文章目錄
1.環境要求
1.1 NiFi是使用java編寫的,所以需要JDK
1.2 maven中需要的項目依賴
<dependencies>
<dependency>
<groupId>org.apache.nifi</groupId>
<artifactId>nifi-api</artifactId>
<version>${nifi.version}</version>
</dependency>
<dependency>
<groupId>org.apache.nifi</groupId>
<artifactId>nifi-utils</artifactId>
<version>${nifi.version}</version>
</dependency>
<dependency>
<groupId>org.apache.nifi</groupId>
<artifactId>nifi-processor-utils</artifactId>
<version>${nifi.version}</version>
</dependency>
<dependency>
<groupId>org.apache.nifi</groupId>
<artifactId>nifi-mock</artifactId>
<version>${nifi.version}</version>
<scope>test</scope>
</dependency>
<dependency>
<groupId>junit</groupId>
<artifactId>junit</artifactId>
<version>4.12</version>
<scope>test</scope>
</dependency>
<dependency>
<groupId>org.slf4j</groupId>
<artifactId>slf4j-simple</artifactId>
<version>1.7.12</version>
<scope>test</scope>
</dependency>
</dependencies>
1.2.1 nifi-api
1.2.2 nifi-utils
1.2.3 提供Process抽象類接口的nifi-processor-utils
1.2.4 測試的nifi-mock以及junit
1.2.5 ?
好像還需要??plugin提供了一個將類打包成nifi組件的nar包打包方式(類似於war包),打包部分需要nifi-api依賴,其他組件在之後可以看到對應的作用。
1.3 idea下進行開發
(網上有些方法是使用命令行搭建項目骨架,我操作的時候發現存在一些error,所以還是在IDEA下操作吧,方便簡單)
2.Developing
2.1 new處理器的文件
在/src/main/resources/META-INF/services/目錄下new一個文件org.apache.nifi.processor.Processor,這個類似於配置文件,指向自定義的Processor所在的位置,如:
rocks.nifi.examples.processors.JsonProcessor
2.2 new一個自定義的processor
Define a simple java class as defined in the setup process 如:(rocks.nifi.examples.processors.JsonProcessor)
2.2.1 Apache Nifi Processor Header
//不需要關注上下文
@SideEffectFree
//processor的標籤
@Tags({"JSON","SHA0W.PUB"})
//processor的備註
@CapabilityDescription("Fetch value from json path.")
//Finally most processors will just extend the AbstractProcessor, for more complicated tasks it may be required to go a level deeper for the AbstractSessionFactoryProcessor.
public class JsonProcessor extends AbstractProcessor{
}
2.2.2 Variable Declaration
爲processor添加properties,Relationship.There is a large selection of validators in nifi-processor-utils package in the offical developer guide.
//properties用於存儲這個processor中配置了的配置參數
private List<PropertyDescriptor> properties;
//relationship用於存儲這個processor中配置的數據去向關係。
private Set<Relationship> relationships;
public static final String MATCH_ATTR = "match";
public static final PropertyDescriptor JSON_PATH = new PropertyDescriptor.Builder()
// 參數名,輸入框前展示的內容
.name("Json Path")
// 是否必填
.required(true)
// 添加過濾器
.addValidator(StandardValidators.NON_EMPTY_VALIDATOR)
//內容添加完成後構建
.build();
public static final Relationship SUCCESS = new Relationship.Builder()
---
必做任務 1: 請把上方 NiFi 開發文本中以「(網上有些方法是使用命令行搭建項目骨架」開頭的段落改寫得更簡短,並保留其主要事實。

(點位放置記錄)
---
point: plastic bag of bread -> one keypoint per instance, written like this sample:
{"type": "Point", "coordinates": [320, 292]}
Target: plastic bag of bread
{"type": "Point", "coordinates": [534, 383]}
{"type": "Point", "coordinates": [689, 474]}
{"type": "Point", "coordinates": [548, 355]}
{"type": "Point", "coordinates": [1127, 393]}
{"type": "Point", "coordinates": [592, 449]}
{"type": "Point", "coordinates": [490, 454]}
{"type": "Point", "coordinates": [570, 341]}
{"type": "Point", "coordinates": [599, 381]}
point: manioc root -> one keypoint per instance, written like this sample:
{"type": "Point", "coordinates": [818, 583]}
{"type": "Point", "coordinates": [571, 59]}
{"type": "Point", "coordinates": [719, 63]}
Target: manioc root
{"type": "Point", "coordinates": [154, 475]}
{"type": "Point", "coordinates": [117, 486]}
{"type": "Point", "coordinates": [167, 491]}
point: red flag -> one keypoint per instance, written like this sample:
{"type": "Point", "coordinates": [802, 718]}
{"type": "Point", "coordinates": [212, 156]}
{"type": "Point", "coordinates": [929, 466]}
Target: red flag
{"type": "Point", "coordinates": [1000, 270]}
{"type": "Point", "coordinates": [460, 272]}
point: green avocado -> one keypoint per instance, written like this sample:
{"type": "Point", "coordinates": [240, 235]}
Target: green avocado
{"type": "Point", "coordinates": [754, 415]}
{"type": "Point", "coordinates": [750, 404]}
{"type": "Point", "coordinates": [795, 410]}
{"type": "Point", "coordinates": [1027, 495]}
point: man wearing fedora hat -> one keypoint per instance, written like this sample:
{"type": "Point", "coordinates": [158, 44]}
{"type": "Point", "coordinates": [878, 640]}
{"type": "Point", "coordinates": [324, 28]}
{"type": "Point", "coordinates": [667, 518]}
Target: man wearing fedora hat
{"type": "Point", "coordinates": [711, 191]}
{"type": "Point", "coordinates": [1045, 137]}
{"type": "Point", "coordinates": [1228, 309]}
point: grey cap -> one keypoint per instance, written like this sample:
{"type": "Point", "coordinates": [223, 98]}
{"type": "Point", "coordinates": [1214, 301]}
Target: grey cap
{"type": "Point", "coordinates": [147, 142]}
---
必做任務 2: 從條目中含有「point: grey cap」的那一行開始,一直到條目的最後一行為止(含首尾兩行),將這些行轉換成 Markdown 表格,略去空行,兩欄分別命名為「序號」和「內容」。

完整輸出 1: 網上有些方法用命令行搭建項目骨架,但實際操作時出現了一些錯誤,因此改在 IDEA 下進行,較為方便簡單。

完整輸出 2:
| 序號 | 內容 |
|---|---|
| 1 | point: grey cap -> one keypoint per instance, written like this sample: |
| 2 | {"type": "Point", "coordinates": [223, 98]} |
| 3 | {"type": "Point", "coordinates": [1214, 301]} |
| 4 | Target: grey cap |
| 5 | {"type": "Point", "coordinates": [147, 142]} |